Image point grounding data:
********************
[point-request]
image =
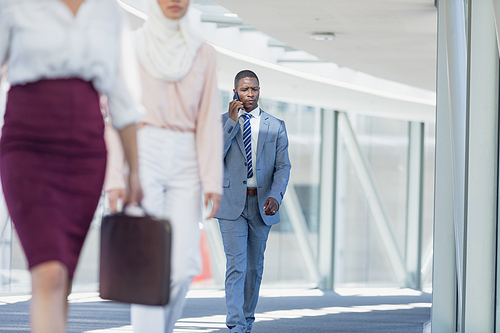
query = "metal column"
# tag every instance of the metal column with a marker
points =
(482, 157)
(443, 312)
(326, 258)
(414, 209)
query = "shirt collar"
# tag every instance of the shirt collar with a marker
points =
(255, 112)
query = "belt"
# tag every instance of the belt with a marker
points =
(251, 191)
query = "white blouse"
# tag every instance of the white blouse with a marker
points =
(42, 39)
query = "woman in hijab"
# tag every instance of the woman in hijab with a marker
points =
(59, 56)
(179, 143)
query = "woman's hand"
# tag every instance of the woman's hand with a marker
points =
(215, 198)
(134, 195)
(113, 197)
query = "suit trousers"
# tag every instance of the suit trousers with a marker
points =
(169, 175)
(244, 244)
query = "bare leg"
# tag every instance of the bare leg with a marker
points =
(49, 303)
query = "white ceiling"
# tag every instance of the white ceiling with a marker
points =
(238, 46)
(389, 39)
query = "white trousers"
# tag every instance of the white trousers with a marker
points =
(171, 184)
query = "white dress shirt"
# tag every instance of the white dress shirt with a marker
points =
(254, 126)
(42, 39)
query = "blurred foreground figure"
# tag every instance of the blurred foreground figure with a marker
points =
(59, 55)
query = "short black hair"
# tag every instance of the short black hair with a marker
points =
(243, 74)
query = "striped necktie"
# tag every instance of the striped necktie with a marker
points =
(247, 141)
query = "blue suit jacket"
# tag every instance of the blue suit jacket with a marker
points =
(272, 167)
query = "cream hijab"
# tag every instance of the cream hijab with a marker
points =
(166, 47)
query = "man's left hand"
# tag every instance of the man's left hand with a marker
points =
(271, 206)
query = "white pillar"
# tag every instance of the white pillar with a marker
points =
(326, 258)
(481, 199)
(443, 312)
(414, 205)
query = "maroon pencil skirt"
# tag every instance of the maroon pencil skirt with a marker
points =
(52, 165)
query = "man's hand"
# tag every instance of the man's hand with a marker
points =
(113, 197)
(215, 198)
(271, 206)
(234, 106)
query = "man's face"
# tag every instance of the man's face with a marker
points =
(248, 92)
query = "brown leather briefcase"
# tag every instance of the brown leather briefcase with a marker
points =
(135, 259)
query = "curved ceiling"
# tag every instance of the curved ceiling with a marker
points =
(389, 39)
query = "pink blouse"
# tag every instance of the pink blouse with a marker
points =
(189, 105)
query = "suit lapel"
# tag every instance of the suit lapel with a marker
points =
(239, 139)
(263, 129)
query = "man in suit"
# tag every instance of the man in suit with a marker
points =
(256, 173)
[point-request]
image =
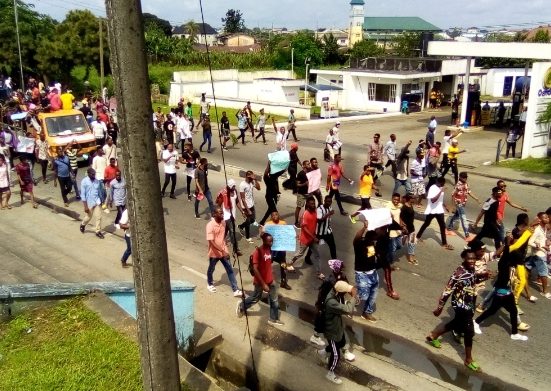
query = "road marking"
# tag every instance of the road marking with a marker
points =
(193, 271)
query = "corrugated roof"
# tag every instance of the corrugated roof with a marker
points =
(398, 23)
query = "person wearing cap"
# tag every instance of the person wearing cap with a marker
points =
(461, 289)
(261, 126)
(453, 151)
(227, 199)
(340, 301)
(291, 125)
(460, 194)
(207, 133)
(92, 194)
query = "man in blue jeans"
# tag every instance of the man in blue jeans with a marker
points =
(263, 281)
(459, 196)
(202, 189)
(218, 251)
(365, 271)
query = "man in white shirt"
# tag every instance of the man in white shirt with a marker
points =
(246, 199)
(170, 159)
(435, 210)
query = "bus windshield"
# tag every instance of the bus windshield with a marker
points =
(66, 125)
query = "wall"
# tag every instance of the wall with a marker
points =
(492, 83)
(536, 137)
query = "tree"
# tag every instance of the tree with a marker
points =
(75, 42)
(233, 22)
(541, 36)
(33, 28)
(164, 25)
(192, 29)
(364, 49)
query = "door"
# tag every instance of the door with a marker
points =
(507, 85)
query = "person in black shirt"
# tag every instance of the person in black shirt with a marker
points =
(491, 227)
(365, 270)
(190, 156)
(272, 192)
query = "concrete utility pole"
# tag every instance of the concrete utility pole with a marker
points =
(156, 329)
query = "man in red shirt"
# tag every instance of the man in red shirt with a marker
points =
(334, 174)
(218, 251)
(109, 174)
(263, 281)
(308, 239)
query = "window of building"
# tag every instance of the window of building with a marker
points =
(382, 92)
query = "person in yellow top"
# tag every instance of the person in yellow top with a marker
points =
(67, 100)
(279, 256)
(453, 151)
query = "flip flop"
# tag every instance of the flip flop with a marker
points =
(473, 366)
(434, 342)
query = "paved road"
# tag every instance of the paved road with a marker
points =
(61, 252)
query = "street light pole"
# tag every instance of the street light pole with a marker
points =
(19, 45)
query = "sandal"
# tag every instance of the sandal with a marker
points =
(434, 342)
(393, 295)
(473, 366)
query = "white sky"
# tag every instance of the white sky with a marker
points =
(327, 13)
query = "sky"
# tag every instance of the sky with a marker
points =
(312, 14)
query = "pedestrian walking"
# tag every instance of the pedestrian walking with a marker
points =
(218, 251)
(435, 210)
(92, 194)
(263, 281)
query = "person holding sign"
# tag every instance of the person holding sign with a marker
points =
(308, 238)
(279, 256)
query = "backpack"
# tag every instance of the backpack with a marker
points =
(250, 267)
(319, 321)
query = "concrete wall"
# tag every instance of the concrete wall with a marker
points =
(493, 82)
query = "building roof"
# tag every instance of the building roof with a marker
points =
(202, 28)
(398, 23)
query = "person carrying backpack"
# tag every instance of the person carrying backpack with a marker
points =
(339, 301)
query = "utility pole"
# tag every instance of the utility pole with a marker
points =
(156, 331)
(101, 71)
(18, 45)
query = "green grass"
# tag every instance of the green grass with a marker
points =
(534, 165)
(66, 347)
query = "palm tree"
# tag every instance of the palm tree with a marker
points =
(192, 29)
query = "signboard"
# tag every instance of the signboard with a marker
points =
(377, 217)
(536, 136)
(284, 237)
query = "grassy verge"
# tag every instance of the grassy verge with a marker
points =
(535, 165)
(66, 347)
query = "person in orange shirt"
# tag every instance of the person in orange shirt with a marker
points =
********************
PROBLEM | Word for word, write out each line of the records, but leave the pictures behind.

REPLY |
[point-request]
image =
query = "metal column"
# tag every instance of the metal column with a marker
points =
(482, 157)
(443, 312)
(326, 258)
(414, 209)
query = "shirt collar"
# tag every instance of the shirt collar with a marker
points =
(255, 112)
query = "belt"
# tag every instance of the belt with a marker
points =
(251, 191)
query = "white blouse"
# tag every instance of the white blouse with a marker
points =
(42, 39)
query = "woman in hijab"
# tag every instance of the woman in hijab with a marker
points =
(59, 56)
(179, 143)
query = "woman's hand"
# tag every instance of the woman's hand with a marker
points =
(215, 198)
(134, 195)
(113, 197)
query = "suit trousers"
# tag every instance of the suit trousers with a marker
points =
(169, 175)
(244, 244)
query = "bare leg"
# tag every instance of the bare leg with a marker
points =
(49, 303)
query = "white ceiling"
# tag every instance of the white ceiling with a marker
points =
(238, 46)
(389, 39)
query = "white trousers"
# tag every instance of the white trousers with a marker
points =
(171, 184)
query = "white dress shirt"
# tag every instance of the white dress shirt with a marker
points =
(254, 126)
(42, 39)
query = "blurred foreground figure"
# tag every instance of the blurred foreground figure with a marker
points =
(59, 55)
query = "short black hair"
# tag every instance of the short black hair with a marker
points =
(243, 74)
query = "striped necktie"
# tag every instance of the striped necktie with a marker
points =
(247, 141)
query = "blue suit jacket"
# tag every instance of the blue suit jacket with a marker
points =
(272, 167)
query = "cream hijab"
# tag every instance of the cream hijab with a marker
points =
(166, 47)
query = "man's left hand"
# tag every instance of the man's left hand with a marker
points =
(271, 206)
query = "white pillar"
# tag every instance of the white pillar with a marker
points =
(326, 258)
(481, 199)
(443, 312)
(414, 205)
query = "maroon pencil skirt"
# tag every instance of the maroon pencil skirt with a marker
points =
(52, 165)
query = "man's hand"
# tag every instance of the man's hand with a marker
points =
(113, 197)
(215, 198)
(271, 206)
(234, 106)
query = "man's face"
# tag every instance of the man's face with a marker
points =
(248, 92)
query = "brown leather briefcase"
# tag every instance of the brown leather briefcase with a marker
points =
(135, 259)
query = "curved ceiling"
# tag every instance of the curved ceiling with a marker
points =
(389, 39)
query = "pink blouse"
# tag every instance of the pink blouse with a marker
points =
(189, 105)
query = "suit lapel"
# tag every instance of the suit lapel with a marker
points =
(239, 139)
(263, 129)
query = "man in suit"
# tag every instance of the man in suit with a marker
points =
(256, 173)
[point-request]
image =
query = "road marking"
# tag every instance of the road marking with a marker
points =
(193, 271)
query = "corrugated roof"
# tag every instance of the corrugated roof with a marker
points =
(398, 23)
query = "person wearing cap"
# tag every instance of the person wearing cap with a marker
points =
(461, 289)
(261, 126)
(453, 151)
(227, 199)
(340, 301)
(291, 125)
(460, 194)
(207, 133)
(92, 194)
query = "man in blue jeans"
# tag every instance of the man in blue jeans with a marker
points =
(263, 281)
(459, 196)
(202, 189)
(218, 251)
(365, 271)
query = "man in white shirt"
# tag every instance of the man in white shirt with a marker
points =
(246, 199)
(170, 159)
(435, 210)
query = "bus windshield"
# tag every instance of the bus windshield with a marker
points =
(66, 125)
query = "wall"
# tag every instance of the wall with a marker
points =
(492, 83)
(536, 137)
query = "tree"
# tag every instance of the tree with a marker
points =
(75, 42)
(233, 22)
(541, 36)
(33, 28)
(164, 25)
(192, 29)
(364, 49)
query = "door"
# tag every instance of the door with a marker
points =
(507, 85)
query = "person in black shirt"
# tag every instance of the person in black shirt with a marker
points =
(491, 227)
(365, 270)
(190, 156)
(272, 192)
query = "concrete utility pole"
# tag every instance of the concrete utility pole with a marker
points =
(156, 329)
query = "man in red shirt"
# tag every instance of the man in red shirt with a marker
points =
(334, 174)
(218, 251)
(109, 174)
(263, 281)
(308, 239)
query = "window of building"
# tag every instance of the window of building with a marker
points =
(382, 92)
query = "person in yellow top"
# tag every instance of the person in yellow top with a marker
points =
(67, 100)
(279, 256)
(453, 151)
query = "flip flop"
# tag every instance of the flip flop with a marker
points =
(473, 366)
(434, 342)
query = "paved road"
# tag every instance of the paved road with a marker
points =
(61, 252)
query = "street light pole"
# tag every instance of the street light pole with a marker
points =
(19, 45)
query = "sandal"
# tag every instance of the sandal with a marker
points =
(434, 342)
(393, 295)
(473, 366)
query = "white sky"
# tag every instance of the white sky with a marker
points =
(327, 13)
query = "sky"
# tag every instance of the sky with a marker
points =
(312, 14)
query = "pedestrian walking"
# tag every instance of the pedestrian walking with a marker
points =
(218, 251)
(435, 210)
(92, 194)
(263, 281)
query = "person holding sign"
# tag every instance of the person holding sign with a marker
points =
(308, 238)
(279, 256)
query = "backpack"
# tag every instance of the backpack with a marker
points =
(250, 267)
(319, 321)
query = "concrete wall"
# tag every instance of the concrete wall with a marker
points =
(493, 82)
query = "building roof"
# tag every instance of the building roof with a marker
points =
(202, 28)
(398, 23)
query = "person carrying backpack"
# tag every instance of the person carrying backpack with a marker
points =
(339, 301)
query = "utility pole"
# tag every instance of the utility pole with a marker
points =
(156, 331)
(101, 71)
(18, 45)
query = "green grass"
# tag every instance of the green grass with a marker
points =
(534, 165)
(66, 347)
query = "palm tree"
# tag every instance of the palm tree with a marker
points =
(192, 29)
query = "signboard"
# tag every instance of the signboard with a marker
points =
(377, 217)
(536, 136)
(284, 237)
query = "grassy verge"
# tag every instance of the grassy verge with a marker
points =
(535, 165)
(66, 347)
query = "person in orange shirt"
# tag every instance of the person in orange shirt with a marker
points =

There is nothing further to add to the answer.